## Direction 1:
In the function-based index transcript below, what purpose does its comment give for creating the table t_func? Answer in one to three sentences.
## Direction 2:
For the function-based index transcript below, say whether each statement agrees with it, answering yes or no and quoting its deciding words: (a) Before the index exists, the query reads T_FUNC with a full table access. (b) After the index is created, the query shows more physical reads than before. (c) The index is built on country_name with no function applied.

## Document extract:
+===+
SQL> set autotrace traceonly
SQL> SET serveroutput ON
–let’s create a table that contains country names and codes from apex environment
SQL> CREATE TABLE t_func AS select * from flows_020100.wwv_flow_countries t;
Table created.
–then write a query that searches brazil 🙂
SQL> SELECT * FROM t_func WHERE upper(country_name) LIKE ‘BRAZIL’;
Execution Plan
———————————————————-
Plan hash value: 175459743
—————————————————————————-
| Id | Operation | Name | Rows | Bytes | Cost (%CPU)| Time |
—————————————————————————-
| 0 | SELECT STATEMENT | | 1 | 146 | 2 (0)| 00:00:01 |
|* 1 | TABLE ACCESS FULL| T_FUNC | 1 | 146 | 2 (0)| 00:00:01 |
—————————————————————————-
Predicate Information (identified by operation id):
—————————————————
1 – filter(UPPER(“COUNTRY_NAME”) LIKE ‘BRAZIL’)
Note
—–
– dynamic sampling used for this statement
Statistics
———————————————————-
48 recursive calls
0 db block gets
12 consistent gets
1 physical reads
0 redo size
482 bytes sent via SQL*Net to client
384 bytes received via SQL*Net from client
2 SQL*Net roundtrips to/from client
0 sorts (memory)
0 sorts (disk)
1 rows processed
–then let’s create an function based index on column country_name
SQL> CREATE INDEX t_func_idx ON t_func(upper(country_name));
Index created.
–write the query again
SQL> SELECT * FROM t_func WHERE upper(country_name) LIKE ‘BRAZIL’;
Execution Plan
———————————————————-
Plan hash value: 3533916538
——————————————————————————————
| Id | Operation | Name | Rows | Bytes | Cost (%CPU)|
Time |
——————————————————————————————
| 0 | SELECT STATEMENT | | 1 | 146 | 1 (0)| 00:00:01
| 1 | TABLE ACCESS BY INDEX ROWID| T_FUNC | 1 | 146 | 1 (0)| 00:00:01 |
|* 2 | INDEX RANGE SCAN | T_FUNC_IDX | 1 | | 1 (0)| 00:00:01 |
——————————————————————————————
Predicate Information (identified by operation id):
—————————————————
2 – access(UPPER(“COUNTRY_NAME”) LIKE ‘BRAZIL’)
Note
—–
– dynamic sampling used for this statement
Statistics
———————————————————-
28 recursive calls
0 db block gets
9 consistent gets
0 physical reads
0 redo size
482 bytes sent via SQL*Net to client
384 bytes received via SQL*Net from client
2 SQL*Net roundtrips to/from client
0 sorts (memory)
+===+
## Provided information:
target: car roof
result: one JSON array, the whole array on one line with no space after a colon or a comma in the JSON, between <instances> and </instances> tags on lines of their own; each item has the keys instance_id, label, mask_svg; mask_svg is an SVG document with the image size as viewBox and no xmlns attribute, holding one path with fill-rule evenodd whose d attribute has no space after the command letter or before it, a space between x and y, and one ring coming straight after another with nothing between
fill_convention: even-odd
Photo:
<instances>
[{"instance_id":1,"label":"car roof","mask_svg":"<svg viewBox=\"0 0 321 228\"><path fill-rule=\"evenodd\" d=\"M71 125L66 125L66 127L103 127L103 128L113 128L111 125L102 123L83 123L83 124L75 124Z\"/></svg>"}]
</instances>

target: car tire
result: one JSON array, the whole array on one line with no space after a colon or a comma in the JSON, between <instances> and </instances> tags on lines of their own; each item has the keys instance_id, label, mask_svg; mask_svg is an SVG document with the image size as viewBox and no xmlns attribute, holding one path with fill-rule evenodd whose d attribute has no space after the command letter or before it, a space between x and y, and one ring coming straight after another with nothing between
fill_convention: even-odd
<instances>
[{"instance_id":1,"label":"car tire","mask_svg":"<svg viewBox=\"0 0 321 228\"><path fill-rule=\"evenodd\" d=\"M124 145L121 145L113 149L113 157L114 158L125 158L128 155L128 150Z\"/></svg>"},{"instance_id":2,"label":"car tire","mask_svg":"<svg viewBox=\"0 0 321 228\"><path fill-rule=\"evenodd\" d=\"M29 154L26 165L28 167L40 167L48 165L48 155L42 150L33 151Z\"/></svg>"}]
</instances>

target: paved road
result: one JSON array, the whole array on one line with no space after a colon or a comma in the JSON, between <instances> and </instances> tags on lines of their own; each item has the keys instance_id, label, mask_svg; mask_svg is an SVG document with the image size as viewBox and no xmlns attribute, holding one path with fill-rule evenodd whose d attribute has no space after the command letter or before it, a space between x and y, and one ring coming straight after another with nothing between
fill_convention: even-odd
+===+
## Response 1:
The table is created to contain country names and codes from the APEX environment. It is built with "CREATE TABLE t_func AS select * from flows_020100.wwv_flow_countries t;", and the later queries search it for Brazil.

## Response 2:
(a) Yes: "TABLE ACCESS FULL| T_FUNC"
(b) No: the first run shows "1 physical reads" and the second run shows "0 physical reads"
(c) No: "CREATE INDEX t_func_idx ON t_func(upper(country_name));"